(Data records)
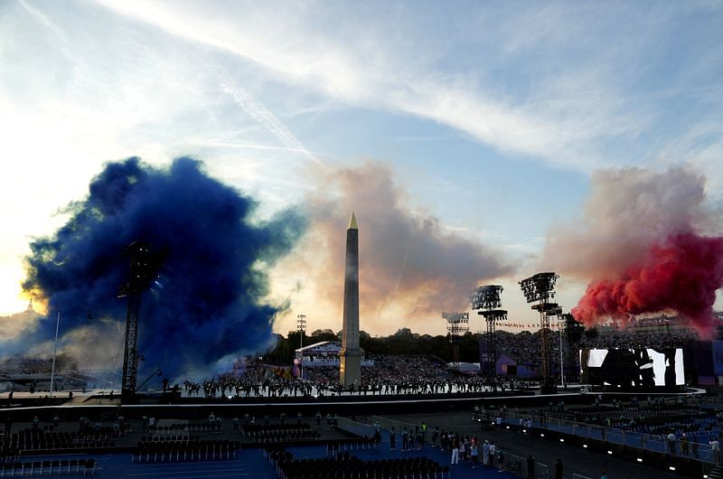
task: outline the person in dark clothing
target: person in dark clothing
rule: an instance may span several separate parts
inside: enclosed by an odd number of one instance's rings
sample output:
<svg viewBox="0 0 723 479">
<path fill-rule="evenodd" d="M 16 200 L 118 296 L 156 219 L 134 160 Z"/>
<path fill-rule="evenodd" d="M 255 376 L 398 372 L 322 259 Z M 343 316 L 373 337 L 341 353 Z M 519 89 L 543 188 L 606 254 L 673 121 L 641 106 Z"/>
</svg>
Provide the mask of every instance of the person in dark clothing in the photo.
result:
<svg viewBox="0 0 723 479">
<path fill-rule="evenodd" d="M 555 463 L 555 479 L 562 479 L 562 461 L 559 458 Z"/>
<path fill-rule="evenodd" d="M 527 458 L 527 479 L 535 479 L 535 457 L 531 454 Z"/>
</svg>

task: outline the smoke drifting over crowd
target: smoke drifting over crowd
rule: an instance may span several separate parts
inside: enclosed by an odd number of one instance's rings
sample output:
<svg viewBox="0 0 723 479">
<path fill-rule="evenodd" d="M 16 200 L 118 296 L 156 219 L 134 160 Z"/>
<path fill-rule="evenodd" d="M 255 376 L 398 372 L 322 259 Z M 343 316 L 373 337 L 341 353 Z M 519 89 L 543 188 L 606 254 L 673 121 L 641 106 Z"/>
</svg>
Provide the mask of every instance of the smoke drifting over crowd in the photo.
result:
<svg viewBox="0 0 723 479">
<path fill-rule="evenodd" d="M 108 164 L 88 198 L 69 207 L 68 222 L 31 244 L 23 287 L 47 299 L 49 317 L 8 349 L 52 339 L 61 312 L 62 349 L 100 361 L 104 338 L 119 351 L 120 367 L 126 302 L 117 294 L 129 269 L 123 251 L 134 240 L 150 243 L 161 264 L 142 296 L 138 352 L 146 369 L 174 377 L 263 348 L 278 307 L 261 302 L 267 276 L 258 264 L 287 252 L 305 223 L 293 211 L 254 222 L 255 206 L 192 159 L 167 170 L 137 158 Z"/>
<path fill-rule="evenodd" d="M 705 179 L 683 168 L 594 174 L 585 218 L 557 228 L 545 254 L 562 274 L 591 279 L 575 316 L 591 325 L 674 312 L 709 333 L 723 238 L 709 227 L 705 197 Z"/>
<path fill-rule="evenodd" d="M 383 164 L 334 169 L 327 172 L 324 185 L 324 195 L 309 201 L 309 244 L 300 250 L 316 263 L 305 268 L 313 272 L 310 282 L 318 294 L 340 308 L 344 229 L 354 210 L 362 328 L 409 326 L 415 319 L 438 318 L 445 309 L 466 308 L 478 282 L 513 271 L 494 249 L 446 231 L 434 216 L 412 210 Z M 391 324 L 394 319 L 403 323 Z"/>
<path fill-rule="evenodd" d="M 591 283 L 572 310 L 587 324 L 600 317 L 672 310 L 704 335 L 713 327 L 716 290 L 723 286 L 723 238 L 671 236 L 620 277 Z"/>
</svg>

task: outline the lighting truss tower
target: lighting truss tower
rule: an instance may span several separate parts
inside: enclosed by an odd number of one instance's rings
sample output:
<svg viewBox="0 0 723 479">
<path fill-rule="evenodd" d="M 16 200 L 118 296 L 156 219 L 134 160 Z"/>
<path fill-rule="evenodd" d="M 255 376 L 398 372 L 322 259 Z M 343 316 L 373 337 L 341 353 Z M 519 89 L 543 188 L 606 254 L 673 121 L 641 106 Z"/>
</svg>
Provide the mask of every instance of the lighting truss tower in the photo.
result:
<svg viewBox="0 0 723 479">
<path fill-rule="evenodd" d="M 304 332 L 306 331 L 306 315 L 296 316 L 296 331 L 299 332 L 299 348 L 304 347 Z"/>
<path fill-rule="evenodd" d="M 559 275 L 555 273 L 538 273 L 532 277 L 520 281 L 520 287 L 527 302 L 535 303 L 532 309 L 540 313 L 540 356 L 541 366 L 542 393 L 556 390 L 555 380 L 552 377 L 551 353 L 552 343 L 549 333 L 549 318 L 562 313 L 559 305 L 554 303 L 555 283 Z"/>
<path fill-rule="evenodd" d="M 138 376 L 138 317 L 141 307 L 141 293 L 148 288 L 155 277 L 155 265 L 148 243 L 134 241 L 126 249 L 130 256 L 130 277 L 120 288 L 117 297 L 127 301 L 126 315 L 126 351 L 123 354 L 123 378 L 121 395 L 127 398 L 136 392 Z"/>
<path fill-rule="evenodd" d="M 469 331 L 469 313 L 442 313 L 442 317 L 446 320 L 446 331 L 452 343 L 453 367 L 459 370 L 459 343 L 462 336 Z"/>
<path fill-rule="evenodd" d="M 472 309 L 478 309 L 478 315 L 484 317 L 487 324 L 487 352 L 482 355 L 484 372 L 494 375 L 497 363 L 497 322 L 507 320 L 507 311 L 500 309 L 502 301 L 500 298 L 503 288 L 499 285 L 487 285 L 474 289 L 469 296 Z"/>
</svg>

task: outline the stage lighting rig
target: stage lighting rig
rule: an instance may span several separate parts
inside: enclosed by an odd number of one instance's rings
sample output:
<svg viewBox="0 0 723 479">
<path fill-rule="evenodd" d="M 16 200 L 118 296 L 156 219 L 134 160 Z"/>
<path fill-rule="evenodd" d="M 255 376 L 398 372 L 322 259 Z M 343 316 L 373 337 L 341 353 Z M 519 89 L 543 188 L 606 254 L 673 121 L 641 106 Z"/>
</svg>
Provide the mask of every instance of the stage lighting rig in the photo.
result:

* * *

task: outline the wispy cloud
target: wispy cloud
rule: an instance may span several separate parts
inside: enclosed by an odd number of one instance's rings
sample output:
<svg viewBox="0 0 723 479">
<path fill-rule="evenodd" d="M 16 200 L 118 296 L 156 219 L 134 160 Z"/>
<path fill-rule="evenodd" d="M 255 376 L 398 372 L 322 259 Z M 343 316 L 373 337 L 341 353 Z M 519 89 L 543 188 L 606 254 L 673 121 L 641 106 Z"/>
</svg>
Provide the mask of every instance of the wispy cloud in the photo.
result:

--

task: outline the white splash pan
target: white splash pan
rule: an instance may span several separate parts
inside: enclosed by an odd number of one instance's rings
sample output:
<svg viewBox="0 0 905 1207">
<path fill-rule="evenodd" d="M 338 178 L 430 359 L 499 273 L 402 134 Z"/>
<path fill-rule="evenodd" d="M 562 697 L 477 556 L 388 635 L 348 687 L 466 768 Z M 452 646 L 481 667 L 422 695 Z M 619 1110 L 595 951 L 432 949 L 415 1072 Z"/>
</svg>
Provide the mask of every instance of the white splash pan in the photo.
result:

> _JOB_
Report each line in the entries above that contains the word "person".

> _OUTPUT OF THE EXERCISE_
task: outline the person in dark clothing
target: person in dark clothing
Provide the mask of every instance of the person in dark clothing in the photo.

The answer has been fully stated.